• _Dataset records_
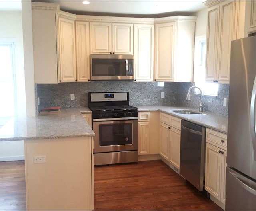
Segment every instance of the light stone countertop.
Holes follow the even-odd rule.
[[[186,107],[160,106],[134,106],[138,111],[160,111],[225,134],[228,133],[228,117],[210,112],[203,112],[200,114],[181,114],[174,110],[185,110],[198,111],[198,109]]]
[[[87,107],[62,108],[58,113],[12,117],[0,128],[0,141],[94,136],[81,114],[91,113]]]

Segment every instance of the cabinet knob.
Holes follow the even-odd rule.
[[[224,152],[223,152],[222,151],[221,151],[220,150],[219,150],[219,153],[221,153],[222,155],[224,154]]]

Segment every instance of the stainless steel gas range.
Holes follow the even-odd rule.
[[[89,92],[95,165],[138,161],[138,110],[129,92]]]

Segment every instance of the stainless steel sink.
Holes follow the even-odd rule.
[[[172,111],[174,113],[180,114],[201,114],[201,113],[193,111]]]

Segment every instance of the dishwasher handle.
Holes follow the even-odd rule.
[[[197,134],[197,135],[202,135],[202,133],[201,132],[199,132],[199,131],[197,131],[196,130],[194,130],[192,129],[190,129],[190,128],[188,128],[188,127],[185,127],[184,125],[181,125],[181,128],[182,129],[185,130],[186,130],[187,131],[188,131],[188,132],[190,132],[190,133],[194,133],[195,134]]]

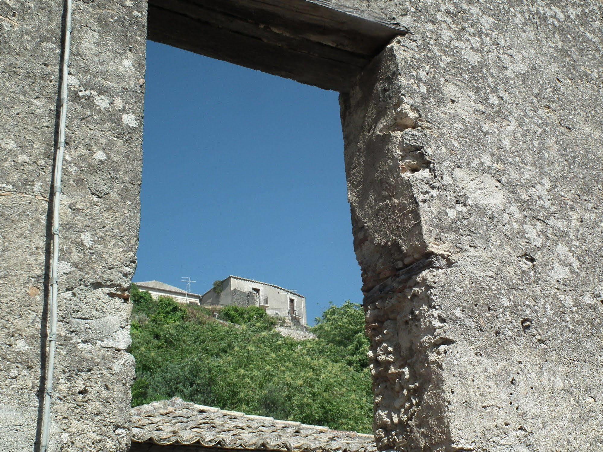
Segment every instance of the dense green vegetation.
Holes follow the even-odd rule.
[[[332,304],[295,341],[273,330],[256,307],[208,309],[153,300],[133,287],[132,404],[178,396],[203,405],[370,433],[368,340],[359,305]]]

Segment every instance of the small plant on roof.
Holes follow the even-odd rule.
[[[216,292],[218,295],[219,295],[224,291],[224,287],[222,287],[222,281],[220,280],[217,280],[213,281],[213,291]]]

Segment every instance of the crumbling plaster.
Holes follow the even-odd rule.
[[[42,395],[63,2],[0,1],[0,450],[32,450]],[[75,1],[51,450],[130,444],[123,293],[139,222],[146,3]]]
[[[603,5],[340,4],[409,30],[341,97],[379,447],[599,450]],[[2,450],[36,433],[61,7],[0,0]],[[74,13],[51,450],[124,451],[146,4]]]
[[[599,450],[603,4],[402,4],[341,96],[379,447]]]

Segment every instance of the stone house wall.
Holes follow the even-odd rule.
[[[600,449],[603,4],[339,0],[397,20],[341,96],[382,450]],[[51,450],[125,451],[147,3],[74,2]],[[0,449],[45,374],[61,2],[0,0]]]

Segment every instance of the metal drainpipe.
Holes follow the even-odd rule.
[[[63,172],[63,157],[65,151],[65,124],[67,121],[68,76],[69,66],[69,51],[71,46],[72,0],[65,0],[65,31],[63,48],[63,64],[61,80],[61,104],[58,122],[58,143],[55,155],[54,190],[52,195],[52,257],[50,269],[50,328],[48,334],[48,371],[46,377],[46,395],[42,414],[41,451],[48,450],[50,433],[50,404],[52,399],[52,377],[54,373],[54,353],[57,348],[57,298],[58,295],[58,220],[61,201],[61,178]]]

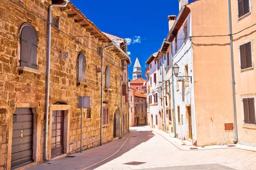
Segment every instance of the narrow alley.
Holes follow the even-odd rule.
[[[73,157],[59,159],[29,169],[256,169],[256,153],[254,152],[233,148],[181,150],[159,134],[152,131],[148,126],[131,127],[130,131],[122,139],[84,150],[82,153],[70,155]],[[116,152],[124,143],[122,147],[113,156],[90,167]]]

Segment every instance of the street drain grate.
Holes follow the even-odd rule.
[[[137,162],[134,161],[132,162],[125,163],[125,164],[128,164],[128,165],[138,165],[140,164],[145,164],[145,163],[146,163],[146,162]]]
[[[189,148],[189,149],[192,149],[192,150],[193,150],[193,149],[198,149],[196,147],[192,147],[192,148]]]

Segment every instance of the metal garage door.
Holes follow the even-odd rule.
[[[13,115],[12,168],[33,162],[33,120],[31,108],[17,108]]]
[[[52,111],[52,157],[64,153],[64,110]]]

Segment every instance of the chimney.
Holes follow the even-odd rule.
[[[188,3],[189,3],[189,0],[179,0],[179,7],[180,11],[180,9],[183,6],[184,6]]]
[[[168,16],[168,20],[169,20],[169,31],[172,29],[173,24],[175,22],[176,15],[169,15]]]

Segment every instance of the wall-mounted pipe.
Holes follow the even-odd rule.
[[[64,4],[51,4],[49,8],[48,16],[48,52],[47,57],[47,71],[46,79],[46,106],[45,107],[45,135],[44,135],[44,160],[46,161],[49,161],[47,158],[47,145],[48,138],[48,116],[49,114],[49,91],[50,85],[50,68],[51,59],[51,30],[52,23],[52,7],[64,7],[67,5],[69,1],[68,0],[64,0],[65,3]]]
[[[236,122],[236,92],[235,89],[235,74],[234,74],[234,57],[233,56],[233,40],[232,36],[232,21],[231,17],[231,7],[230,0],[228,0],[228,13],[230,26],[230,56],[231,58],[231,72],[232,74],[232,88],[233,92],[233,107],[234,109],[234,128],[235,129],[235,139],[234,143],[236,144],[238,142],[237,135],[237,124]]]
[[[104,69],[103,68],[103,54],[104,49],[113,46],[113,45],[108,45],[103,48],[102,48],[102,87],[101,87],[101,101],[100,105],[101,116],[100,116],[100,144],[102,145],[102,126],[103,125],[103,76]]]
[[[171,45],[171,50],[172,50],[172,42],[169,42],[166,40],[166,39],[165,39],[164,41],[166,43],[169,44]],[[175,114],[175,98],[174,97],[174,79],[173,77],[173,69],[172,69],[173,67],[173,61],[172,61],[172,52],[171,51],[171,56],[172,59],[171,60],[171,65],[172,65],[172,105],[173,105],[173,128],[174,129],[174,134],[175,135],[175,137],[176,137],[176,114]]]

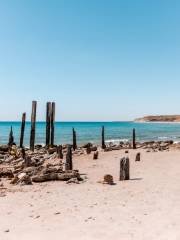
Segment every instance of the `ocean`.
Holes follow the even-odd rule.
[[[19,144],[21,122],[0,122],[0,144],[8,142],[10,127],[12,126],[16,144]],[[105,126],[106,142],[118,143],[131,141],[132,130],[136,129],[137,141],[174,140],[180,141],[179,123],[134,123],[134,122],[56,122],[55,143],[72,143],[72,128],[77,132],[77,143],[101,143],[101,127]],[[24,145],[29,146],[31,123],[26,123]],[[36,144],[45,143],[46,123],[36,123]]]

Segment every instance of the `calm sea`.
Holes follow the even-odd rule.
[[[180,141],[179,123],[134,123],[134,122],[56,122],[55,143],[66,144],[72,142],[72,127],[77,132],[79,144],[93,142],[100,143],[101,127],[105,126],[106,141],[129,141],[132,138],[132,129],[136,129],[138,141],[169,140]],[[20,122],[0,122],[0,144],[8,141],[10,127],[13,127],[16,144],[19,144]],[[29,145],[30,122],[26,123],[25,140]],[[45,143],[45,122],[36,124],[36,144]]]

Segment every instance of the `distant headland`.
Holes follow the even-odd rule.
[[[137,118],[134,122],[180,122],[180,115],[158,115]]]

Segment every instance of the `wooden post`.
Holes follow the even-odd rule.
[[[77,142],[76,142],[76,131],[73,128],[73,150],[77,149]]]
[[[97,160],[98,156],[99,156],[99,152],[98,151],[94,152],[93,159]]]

• _Requirements_
How many lines in the records above contain the word "metal"? Case counts. Reply with the number alone.

• _Result of this exercise_
2